Exercise requirements >>
(a) How long is the classified bibliography described in the announcement about the Ong-studies resources?
(b) Pick up the announcement about the Ong-studies resources after its last sentence and carry it forward.

In the spirit of the Ong Centenary Year, I am making two new Ong-studies resources available in downloadable files at my UMD homepage:

(1) my twelve-category classified bibliography of selected works that can be related in one way or another to Walter Ong’s work; and

(2) an index to accompany the classified bibliography.

The classified bibliography is 160 double-spaced pages in length. It includes an introduction to Ong’s thought and an overview of the twelve categories, which are listed below in this message.

Each bibliographic item in the classified bibliography has an individualized code number consisting of the Roman numeral of the respective code and an Arabic numeral designating its respective number in the alphabetized list in the category. The code numbers are then used in the index.

Listed entries >>
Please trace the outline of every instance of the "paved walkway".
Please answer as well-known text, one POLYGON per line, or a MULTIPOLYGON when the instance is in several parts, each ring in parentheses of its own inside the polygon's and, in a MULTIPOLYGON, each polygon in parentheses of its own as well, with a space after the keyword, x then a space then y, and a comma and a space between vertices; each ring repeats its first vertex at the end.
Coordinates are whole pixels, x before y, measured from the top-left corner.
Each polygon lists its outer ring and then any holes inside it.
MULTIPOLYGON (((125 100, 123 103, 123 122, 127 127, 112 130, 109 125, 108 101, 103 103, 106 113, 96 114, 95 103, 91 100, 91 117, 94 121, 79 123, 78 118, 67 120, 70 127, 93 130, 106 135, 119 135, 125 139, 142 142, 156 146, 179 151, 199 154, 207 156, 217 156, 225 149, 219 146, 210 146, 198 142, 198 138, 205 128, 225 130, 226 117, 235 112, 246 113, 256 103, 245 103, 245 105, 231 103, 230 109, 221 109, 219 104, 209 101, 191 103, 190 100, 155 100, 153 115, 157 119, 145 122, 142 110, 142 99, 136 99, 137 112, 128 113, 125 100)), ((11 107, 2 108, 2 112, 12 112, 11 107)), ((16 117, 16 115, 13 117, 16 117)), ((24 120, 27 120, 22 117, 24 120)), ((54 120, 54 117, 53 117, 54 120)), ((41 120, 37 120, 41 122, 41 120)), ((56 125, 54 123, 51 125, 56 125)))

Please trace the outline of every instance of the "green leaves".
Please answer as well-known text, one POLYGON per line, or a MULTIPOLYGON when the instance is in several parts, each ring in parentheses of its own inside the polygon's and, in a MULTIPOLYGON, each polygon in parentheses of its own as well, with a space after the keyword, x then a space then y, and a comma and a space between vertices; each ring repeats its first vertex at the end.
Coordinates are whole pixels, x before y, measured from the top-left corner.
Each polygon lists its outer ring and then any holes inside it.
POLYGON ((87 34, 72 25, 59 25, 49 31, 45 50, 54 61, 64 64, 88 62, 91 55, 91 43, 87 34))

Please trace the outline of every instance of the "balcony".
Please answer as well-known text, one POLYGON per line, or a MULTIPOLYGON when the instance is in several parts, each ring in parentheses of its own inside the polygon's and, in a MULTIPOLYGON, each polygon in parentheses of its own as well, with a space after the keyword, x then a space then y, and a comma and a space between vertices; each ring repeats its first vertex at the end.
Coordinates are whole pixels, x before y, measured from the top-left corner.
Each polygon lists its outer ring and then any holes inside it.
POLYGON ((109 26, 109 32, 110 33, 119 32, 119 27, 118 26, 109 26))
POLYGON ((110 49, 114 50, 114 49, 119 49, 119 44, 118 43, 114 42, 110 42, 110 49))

Solved tasks >>
(a) 160 double-spaced pages.

(b)
Here are the twelve categories in the classified bibliography:

Category I:    Selected Works about Orality (see Ong’s ORALITY AND LITERACY: 1-76; see Classified Bibliography: 17-56)

Category II:    Selected Works about Cyclic Thought and Linear Thought (see Ong’s ORALITY AND LITERACY: 138-44; see Classified Bibliography: 57-61)

Category III:    Selected Works about Agonistic Structures (see Ong’s ORALITY AND LITERACY: 42-45, 69-70; see Classified Bibliography: 62-86)

Category IV:    Selected Works about Writing Systems (see Ong’s ORALITY AND LITERACY: 77-114; see Classified Bibliography: 87-88)

Category V:    Selected Works about Written Authorship (see Classified Bibliography: 88-91)

Category VI:    Selected Works about the Art of Memory (see Ong’s ORALITY AND LITERACY: 33-36, 136-52; see Classified Bibliography: 92-93)

Category VII:    Selected Works about Commonplaces and Composing (see Ong’s ORALITY AND LITERACY: 107-10; see Classified Bibliography: 94-100)

Category VIII:    Selected Works about Reading (see Classified Bibliography: 101-03)

Category IX:    Selected Works about Visuality (see Ong’s ORALITY AND LITERACY: 115-21; see Classified Bibliography: 104-20)

Category X:    Selected Works about the Inward Turn of Consciousness (see Ong’s ORALITY AND LITERACY: 174-76; see Classified Bibliography: 121-26)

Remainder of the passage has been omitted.